**SUPPLIED RECORDS:**
=-=-=-=-=

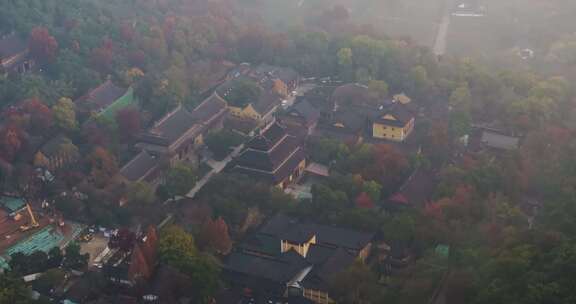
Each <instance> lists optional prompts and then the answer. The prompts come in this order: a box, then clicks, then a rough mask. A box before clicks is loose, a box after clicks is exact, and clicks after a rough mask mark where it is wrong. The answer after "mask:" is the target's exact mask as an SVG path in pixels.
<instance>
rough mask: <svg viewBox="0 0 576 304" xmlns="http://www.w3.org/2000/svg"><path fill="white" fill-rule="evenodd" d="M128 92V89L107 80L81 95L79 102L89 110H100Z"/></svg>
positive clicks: (112, 102)
mask: <svg viewBox="0 0 576 304" xmlns="http://www.w3.org/2000/svg"><path fill="white" fill-rule="evenodd" d="M126 93H127V89H125V88H121V87H118V86H116V85H115V84H114V83H112V81H110V80H107V81H106V82H104V83H103V84H101V85H100V86H99V87H97V88H95V89H93V90H92V91H90V92H89V93H88V94H86V95H84V96H83V97H81V98H80V99H79V100H78V102H79V103H80V104H82V105H85V106H86V107H88V109H89V110H92V111H99V110H102V109H105V108H107V107H108V106H110V105H111V104H113V103H114V102H115V101H116V100H118V99H119V98H120V97H122V96H124V95H125V94H126Z"/></svg>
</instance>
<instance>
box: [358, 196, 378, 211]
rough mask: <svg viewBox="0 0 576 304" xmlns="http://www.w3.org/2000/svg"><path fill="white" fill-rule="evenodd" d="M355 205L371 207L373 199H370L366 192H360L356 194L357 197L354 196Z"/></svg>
mask: <svg viewBox="0 0 576 304" xmlns="http://www.w3.org/2000/svg"><path fill="white" fill-rule="evenodd" d="M356 207H358V208H362V209H372V208H374V201H372V199H371V198H370V196H369V195H368V194H366V192H362V193H360V195H358V197H356Z"/></svg>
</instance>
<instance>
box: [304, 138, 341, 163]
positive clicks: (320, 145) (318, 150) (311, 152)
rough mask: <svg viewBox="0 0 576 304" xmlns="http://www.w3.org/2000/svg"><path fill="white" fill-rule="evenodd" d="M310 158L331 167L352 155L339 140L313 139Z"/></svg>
mask: <svg viewBox="0 0 576 304" xmlns="http://www.w3.org/2000/svg"><path fill="white" fill-rule="evenodd" d="M309 151H310V157H311V158H312V160H314V161H315V162H318V163H321V164H324V165H330V164H331V163H332V162H333V161H338V160H341V159H343V158H345V157H346V156H348V155H349V154H350V150H349V149H348V147H347V146H346V145H345V144H344V143H342V142H340V141H337V140H334V139H330V138H324V137H323V138H320V139H312V140H311V141H310V144H309Z"/></svg>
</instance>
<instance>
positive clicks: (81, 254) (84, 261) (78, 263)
mask: <svg viewBox="0 0 576 304" xmlns="http://www.w3.org/2000/svg"><path fill="white" fill-rule="evenodd" d="M89 258H90V255H89V254H88V253H86V254H81V253H80V245H79V244H78V243H76V242H72V243H70V245H68V247H66V249H65V255H64V262H63V264H62V265H63V266H64V267H65V268H69V269H76V270H82V269H84V268H86V266H88V259H89Z"/></svg>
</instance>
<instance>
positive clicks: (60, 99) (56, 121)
mask: <svg viewBox="0 0 576 304" xmlns="http://www.w3.org/2000/svg"><path fill="white" fill-rule="evenodd" d="M74 108H75V106H74V102H73V101H72V100H71V99H70V98H66V97H62V98H60V99H59V100H58V102H57V103H56V104H55V105H54V106H52V112H53V114H54V120H55V121H56V125H57V126H58V127H59V128H61V129H63V130H66V131H73V130H76V128H78V122H77V121H76V111H75V109H74Z"/></svg>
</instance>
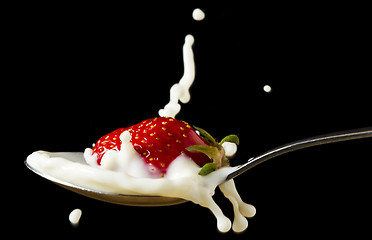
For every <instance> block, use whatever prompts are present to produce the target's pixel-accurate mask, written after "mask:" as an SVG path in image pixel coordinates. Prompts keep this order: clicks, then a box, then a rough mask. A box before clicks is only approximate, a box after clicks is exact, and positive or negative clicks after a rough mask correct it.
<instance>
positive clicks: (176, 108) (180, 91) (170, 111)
mask: <svg viewBox="0 0 372 240" xmlns="http://www.w3.org/2000/svg"><path fill="white" fill-rule="evenodd" d="M193 44H194V37H193V36H192V35H191V34H189V35H187V36H186V37H185V44H184V45H183V64H184V73H183V76H182V78H181V80H180V82H179V83H176V84H174V85H173V86H172V87H171V89H170V100H169V103H168V104H167V105H165V106H164V108H163V109H160V110H159V116H161V117H173V118H174V117H175V116H176V115H177V114H178V113H179V112H180V110H181V105H179V104H178V101H181V102H182V103H188V102H189V101H190V98H191V96H190V92H189V89H190V86H191V85H192V83H193V82H194V79H195V62H194V53H193V51H192V45H193Z"/></svg>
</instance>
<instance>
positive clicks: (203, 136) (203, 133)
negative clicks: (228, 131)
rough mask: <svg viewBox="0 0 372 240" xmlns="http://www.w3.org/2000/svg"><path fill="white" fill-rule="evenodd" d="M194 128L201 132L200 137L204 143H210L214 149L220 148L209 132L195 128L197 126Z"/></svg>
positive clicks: (196, 127)
mask: <svg viewBox="0 0 372 240" xmlns="http://www.w3.org/2000/svg"><path fill="white" fill-rule="evenodd" d="M194 128H195V129H196V130H198V131H199V132H200V135H201V137H202V138H203V139H204V141H206V142H207V143H209V144H210V145H211V146H213V147H217V146H219V145H218V143H217V142H216V140H215V139H214V138H213V137H212V135H210V134H209V133H208V132H207V131H205V130H204V129H202V128H199V127H195V126H194Z"/></svg>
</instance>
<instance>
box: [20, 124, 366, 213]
mask: <svg viewBox="0 0 372 240" xmlns="http://www.w3.org/2000/svg"><path fill="white" fill-rule="evenodd" d="M368 137H372V127H368V128H360V129H354V130H349V131H341V132H336V133H330V134H325V135H320V136H316V137H310V138H306V139H303V140H299V141H295V142H291V143H288V144H284V145H282V146H279V147H277V148H274V149H272V150H269V151H267V152H265V153H262V154H260V155H258V156H256V157H253V158H251V159H249V160H248V161H247V163H245V164H243V165H241V166H240V167H238V168H237V170H235V171H234V172H232V173H230V174H229V175H228V176H226V179H225V180H224V182H226V181H229V180H230V179H233V178H235V177H237V176H239V175H240V174H242V173H244V172H246V171H247V170H249V169H251V168H253V167H255V166H257V165H258V164H260V163H263V162H265V161H267V160H269V159H271V158H274V157H277V156H279V155H282V154H285V153H288V152H292V151H295V150H299V149H303V148H308V147H313V146H318V145H323V144H327V143H335V142H342V141H348V140H354V139H361V138H368ZM25 165H26V166H27V167H28V168H29V169H30V170H31V171H33V172H35V173H36V174H38V175H40V176H41V177H44V178H46V179H48V180H50V181H52V182H54V183H56V184H58V185H59V186H61V187H64V188H66V189H68V190H70V191H73V192H76V193H78V194H81V195H84V196H87V197H90V198H94V199H97V200H100V201H105V202H109V203H114V204H120V205H128V206H147V207H154V206H170V205H176V204H181V203H184V202H187V200H184V199H181V198H173V197H162V196H147V195H124V194H115V193H105V192H99V191H95V190H93V189H88V188H83V187H80V186H76V185H73V184H71V183H68V182H65V181H61V180H59V179H57V178H54V177H52V176H49V175H46V174H44V173H42V172H39V171H38V170H36V169H34V168H33V167H32V166H30V165H29V164H28V163H27V161H25ZM221 183H223V182H221Z"/></svg>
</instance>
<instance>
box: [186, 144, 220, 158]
mask: <svg viewBox="0 0 372 240" xmlns="http://www.w3.org/2000/svg"><path fill="white" fill-rule="evenodd" d="M186 149H187V150H188V151H197V152H201V153H204V154H205V155H207V156H208V157H209V158H211V159H212V160H213V161H215V160H216V159H218V158H219V156H220V152H219V151H218V149H217V148H215V147H212V146H205V145H192V146H190V147H187V148H186Z"/></svg>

=-=-=-=-=

**TASK STATEMENT:** Everything in the listing is to be returned word for word, except the pictures.

**ANSWER SECTION:**
Each <instance> lists optional prompts and then the answer. The prompts come in this order: a box, then clicks, then a rough mask. A box before clicks is loose, a box after clicks is exact, and clicks after a rough mask mark where it is wrong. The answer after "mask:" is the target's exact mask as an SVG path in pixels.
<instance>
rough mask: <svg viewBox="0 0 576 304" xmlns="http://www.w3.org/2000/svg"><path fill="white" fill-rule="evenodd" d="M128 92V89L107 80L81 95L79 102L89 110H100Z"/></svg>
positive clicks: (112, 102)
mask: <svg viewBox="0 0 576 304" xmlns="http://www.w3.org/2000/svg"><path fill="white" fill-rule="evenodd" d="M126 93H127V89H125V88H121V87H118V86H116V85H115V84H114V83H112V81H110V80H107V81H106V82H104V83H103V84H101V85H100V86H99V87H97V88H95V89H93V90H92V91H90V92H89V93H88V94H86V95H84V96H83V97H81V98H80V99H79V100H78V102H79V103H80V104H82V105H85V106H86V107H88V109H89V110H92V111H99V110H102V109H105V108H107V107H108V106H110V105H111V104H113V103H114V102H115V101H116V100H118V99H119V98H120V97H122V96H124V95H125V94H126Z"/></svg>
</instance>
<instance>
box: [358, 196, 378, 211]
rough mask: <svg viewBox="0 0 576 304" xmlns="http://www.w3.org/2000/svg"><path fill="white" fill-rule="evenodd" d="M355 205L371 207L373 199H370L366 192H360L356 194L357 197L354 196Z"/></svg>
mask: <svg viewBox="0 0 576 304" xmlns="http://www.w3.org/2000/svg"><path fill="white" fill-rule="evenodd" d="M356 207H358V208H362V209H372V208H374V201H372V199H371V198H370V196H369V195H368V194H366V192H362V193H360V195H358V197H356Z"/></svg>
</instance>
<instance>
box: [304, 138, 341, 163]
positive clicks: (320, 145) (318, 150) (311, 152)
rough mask: <svg viewBox="0 0 576 304" xmlns="http://www.w3.org/2000/svg"><path fill="white" fill-rule="evenodd" d="M310 158L331 167L352 155L339 140L313 139Z"/></svg>
mask: <svg viewBox="0 0 576 304" xmlns="http://www.w3.org/2000/svg"><path fill="white" fill-rule="evenodd" d="M309 151H310V157H311V158H312V160H314V161H315V162H318V163H321V164H324V165H330V164H331V163H332V162H333V161H338V160H341V159H343V158H345V157H346V156H348V155H349V154H350V150H349V149H348V147H347V146H346V145H345V144H344V143H342V142H340V141H337V140H334V139H330V138H324V137H323V138H320V139H312V140H311V141H310V144H309Z"/></svg>
</instance>
<instance>
positive clicks: (81, 254) (84, 261) (78, 263)
mask: <svg viewBox="0 0 576 304" xmlns="http://www.w3.org/2000/svg"><path fill="white" fill-rule="evenodd" d="M89 258H90V255H89V254H88V253H86V254H81V253H80V245H79V244H78V243H76V242H72V243H70V245H68V247H66V249H65V255H64V262H63V264H62V265H63V266H64V267H65V268H69V269H76V270H82V269H84V268H86V266H88V259H89Z"/></svg>
</instance>
<instance>
positive clicks: (60, 99) (56, 121)
mask: <svg viewBox="0 0 576 304" xmlns="http://www.w3.org/2000/svg"><path fill="white" fill-rule="evenodd" d="M74 108H75V106H74V102H73V101H72V100H71V99H70V98H66V97H62V98H60V99H59V100H58V102H57V103H56V104H55V105H54V106H52V112H53V114H54V120H55V121H56V125H57V126H58V127H59V128H61V129H63V130H66V131H73V130H76V128H78V122H77V121H76V111H75V109H74Z"/></svg>
</instance>
For every <instance> block, use whatever prompts are present to produce the target's pixel-accurate mask, written after "mask:" as an SVG path in image pixel coordinates. Prompts keep this order: clicks, then a box, then a rough mask. A box before clicks is only approximate, a box after clicks is exact, and positive or negative clicks after a rough mask correct it.
<instance>
positive clicks: (176, 108) (180, 91) (170, 111)
mask: <svg viewBox="0 0 372 240" xmlns="http://www.w3.org/2000/svg"><path fill="white" fill-rule="evenodd" d="M193 44H194V37H193V36H192V35H191V34H189V35H187V36H186V37H185V44H184V45H183V64H184V73H183V76H182V78H181V80H180V82H179V83H176V84H174V85H173V86H172V87H171V89H170V100H169V103H168V104H167V105H165V106H164V108H163V109H160V110H159V116H161V117H173V118H174V117H175V116H176V115H177V114H178V113H179V112H180V110H181V105H179V104H178V101H181V102H182V103H188V102H189V101H190V98H191V96H190V92H189V89H190V86H191V85H192V83H193V82H194V79H195V62H194V53H193V51H192V45H193Z"/></svg>
</instance>
<instance>
positive clicks: (203, 136) (203, 133)
negative clicks: (228, 131)
rough mask: <svg viewBox="0 0 372 240" xmlns="http://www.w3.org/2000/svg"><path fill="white" fill-rule="evenodd" d="M194 128L201 132L200 137L204 143H210L214 149L220 148L209 132L195 128L197 126Z"/></svg>
positive clicks: (196, 127)
mask: <svg viewBox="0 0 372 240" xmlns="http://www.w3.org/2000/svg"><path fill="white" fill-rule="evenodd" d="M194 128H195V129H196V130H198V131H199V132H200V135H201V137H202V138H203V139H204V141H206V142H207V143H209V144H210V145H211V146H213V147H217V146H219V145H218V143H217V142H216V140H215V139H214V138H213V137H212V135H210V134H209V133H208V132H207V131H205V130H204V129H202V128H199V127H195V126H194Z"/></svg>
</instance>
<instance>
box: [20, 124, 366, 213]
mask: <svg viewBox="0 0 372 240" xmlns="http://www.w3.org/2000/svg"><path fill="white" fill-rule="evenodd" d="M368 137H372V127H368V128H360V129H354V130H349V131H341V132H336V133H330V134H325V135H320V136H316V137H310V138H306V139H303V140H299V141H295V142H291V143H288V144H284V145H282V146H279V147H277V148H274V149H272V150H269V151H267V152H265V153H262V154H260V155H258V156H256V157H253V158H251V159H249V160H248V161H247V163H245V164H243V165H241V166H240V167H238V168H237V170H235V171H234V172H232V173H230V174H229V175H228V176H226V179H225V180H224V182H226V181H229V180H230V179H233V178H235V177H237V176H239V175H240V174H242V173H244V172H246V171H247V170H249V169H251V168H253V167H255V166H257V165H258V164H260V163H263V162H265V161H267V160H269V159H271V158H274V157H277V156H279V155H282V154H285V153H288V152H292V151H295V150H299V149H303V148H308V147H313V146H318V145H323V144H327V143H335V142H342V141H348V140H354V139H361V138H368ZM25 165H26V166H27V167H28V168H29V169H30V170H31V171H33V172H35V173H36V174H38V175H40V176H41V177H44V178H46V179H48V180H50V181H52V182H54V183H56V184H58V185H59V186H61V187H64V188H66V189H68V190H70V191H73V192H76V193H78V194H81V195H84V196H87V197H90V198H94V199H97V200H100V201H105V202H109V203H114V204H120V205H128V206H147V207H154V206H170V205H176V204H181V203H184V202H187V200H184V199H181V198H173V197H162V196H147V195H124V194H115V193H105V192H99V191H95V190H93V189H88V188H83V187H80V186H76V185H73V184H71V183H68V182H65V181H61V180H59V179H57V178H54V177H52V176H49V175H46V174H44V173H42V172H39V171H38V170H36V169H34V168H33V167H32V166H30V165H29V164H28V163H27V161H25ZM221 183H223V182H221Z"/></svg>
</instance>
<instance>
box: [186, 144, 220, 158]
mask: <svg viewBox="0 0 372 240" xmlns="http://www.w3.org/2000/svg"><path fill="white" fill-rule="evenodd" d="M186 149H187V150H188V151H197V152H201V153H204V154H205V155H207V156H208V157H209V158H211V159H212V160H213V161H215V160H216V159H218V158H219V156H220V152H219V151H218V149H217V148H215V147H212V146H205V145H192V146H190V147H187V148H186Z"/></svg>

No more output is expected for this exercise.